**TEXTO**.
────────────────
E se fosse possível fazer uma cópia das memórias armazenadas no cérebro?
Faça um breve balanço da sua vida — as pessoas que você conheceu, os livros que leu, as viagens que fez, as experiências que fizeram o seu coração bater mais acelerado, as músicas que ouviu, as lições que aprendeu… Todas essas coisas você leva sempre com junto com você, na sua lembrança e, como você sabe, infelizmente, quando chegar a sua hora, a sua “história” vai começar a desvanecer. No entanto, seria possível imortalizar as nossas memórias?
Conforme aponta Simon Parkin em um fascinante artigo da BBC, há milhares de anos os seres humanos vêm tentando imortalizar suas existências — através de pinturas gravadas nas cavernas lá na pré-história, contos transmitidos oralmente de geração para geração, diários, fotografias, poesias, filmes e, mais recentemente, por meio de sites como o Instagram, YouTube, Twitter e Facebook.
Aliás, segundo Simon, atualmente a tecnologia nos permite registrar e armazenar as nossas experiências com uma riqueza de detalhes sem precedentes. E, nesse sentido, existem vários cientistas trabalhando com afinco para desenvolver formas de fazer com que as nossas memórias possam se tornar eternas. No entanto, se você pudesse, você gostaria de poder armazenar tudo — e, assim, imortalizar a sua existência?
────────────────
**INFORMAÇÕES EXTRAÍDAS**.
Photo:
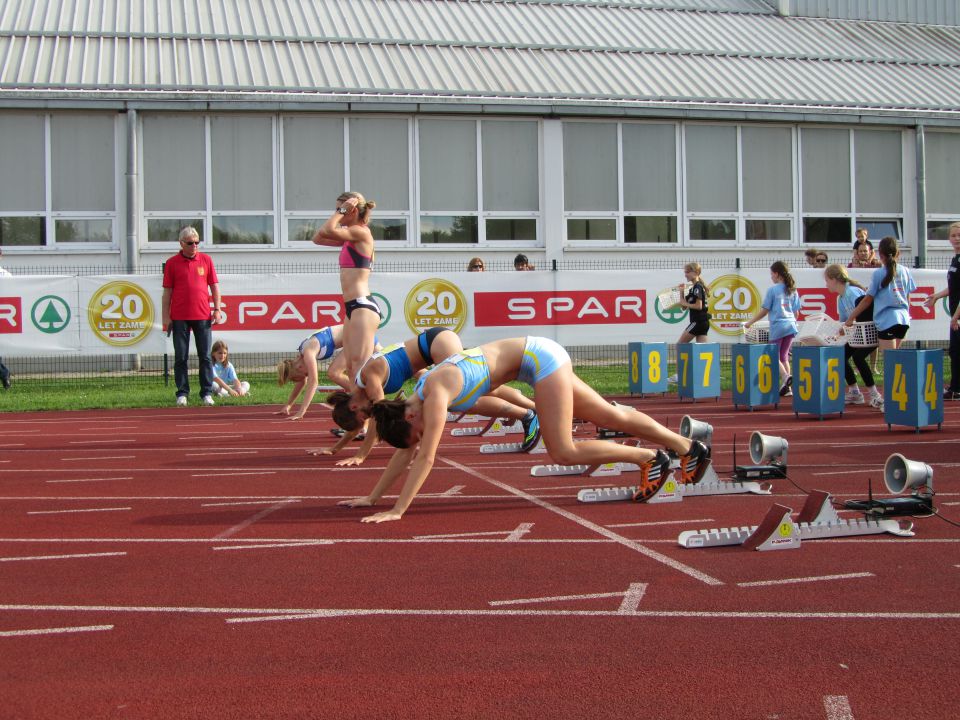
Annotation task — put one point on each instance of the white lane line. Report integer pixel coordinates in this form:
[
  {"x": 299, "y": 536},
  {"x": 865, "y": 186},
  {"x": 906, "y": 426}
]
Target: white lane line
[
  {"x": 257, "y": 546},
  {"x": 62, "y": 557},
  {"x": 399, "y": 612},
  {"x": 256, "y": 472},
  {"x": 90, "y": 459},
  {"x": 556, "y": 598},
  {"x": 837, "y": 707},
  {"x": 521, "y": 530},
  {"x": 246, "y": 502},
  {"x": 793, "y": 581},
  {"x": 55, "y": 631},
  {"x": 61, "y": 512},
  {"x": 222, "y": 453},
  {"x": 632, "y": 598},
  {"x": 599, "y": 529},
  {"x": 101, "y": 441},
  {"x": 662, "y": 522},
  {"x": 129, "y": 477},
  {"x": 251, "y": 520}
]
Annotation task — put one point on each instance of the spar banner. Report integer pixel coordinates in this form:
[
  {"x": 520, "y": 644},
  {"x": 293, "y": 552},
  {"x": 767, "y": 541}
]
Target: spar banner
[{"x": 44, "y": 315}]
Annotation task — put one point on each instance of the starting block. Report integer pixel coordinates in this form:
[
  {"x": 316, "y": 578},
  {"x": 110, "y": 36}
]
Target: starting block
[
  {"x": 605, "y": 470},
  {"x": 817, "y": 520},
  {"x": 500, "y": 448},
  {"x": 495, "y": 427}
]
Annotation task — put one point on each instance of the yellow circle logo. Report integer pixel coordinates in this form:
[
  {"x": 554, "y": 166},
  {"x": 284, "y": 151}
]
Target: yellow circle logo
[
  {"x": 120, "y": 313},
  {"x": 435, "y": 303},
  {"x": 733, "y": 300}
]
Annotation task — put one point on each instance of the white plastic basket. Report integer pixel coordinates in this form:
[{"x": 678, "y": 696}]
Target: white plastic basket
[
  {"x": 669, "y": 298},
  {"x": 820, "y": 330},
  {"x": 758, "y": 333},
  {"x": 862, "y": 335}
]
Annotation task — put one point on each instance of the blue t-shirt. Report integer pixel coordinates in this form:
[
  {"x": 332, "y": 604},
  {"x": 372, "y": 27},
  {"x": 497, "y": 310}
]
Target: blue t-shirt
[
  {"x": 891, "y": 304},
  {"x": 225, "y": 372},
  {"x": 782, "y": 310}
]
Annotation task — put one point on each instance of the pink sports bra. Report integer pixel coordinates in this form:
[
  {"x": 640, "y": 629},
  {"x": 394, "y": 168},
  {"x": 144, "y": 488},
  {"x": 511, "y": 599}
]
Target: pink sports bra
[{"x": 351, "y": 258}]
────────────────
**TAREFA PROPOSTA 1**. Reescreva o trecho do texto sobre memórias começando em "Faça um breve" e terminando em "as nossas memórias?", trocando "livros" por "romances".
**TAREFA PROPOSTA 2**. Liste todos os sites mencionados no texto sobre memórias como meios recentes de imortalizar a existência.
**TAREFA PROPOSTA 3**.
Responda, com base no texto sobre memórias:
(a) Em qual veículo foi publicado o artigo de Simon Parkin?
(b) Há quanto tempo os seres humanos vêm tentando imortalizar suas existências?
(c) Segundo Simon, o que a tecnologia atual nos permite fazer com as nossas experiências?

**RESULTADO DA TAREFA 1**.
Faça um breve balanço da sua vida — as pessoas que você conheceu, os romances que leu, as viagens que fez, as experiências que fizeram o seu coração bater mais acelerado, as músicas que ouviu, as lições que aprendeu… Todas essas coisas você leva sempre com junto com você, na sua lembrança e, como você sabe, infelizmente, quando chegar a sua hora, a sua “história” vai começar a desvanecer. No entanto, seria possível imortalizar as nossas memórias?

**RESULTADO DA TAREFA 2**. Instagram, YouTube, Twitter e Facebook.

**RESULTADO DA TAREFA 3**.
(a) Na BBC.
(b) Há milhares de anos.
(c) Registrá-las e armazená-las com uma riqueza de detalhes sem precedentes.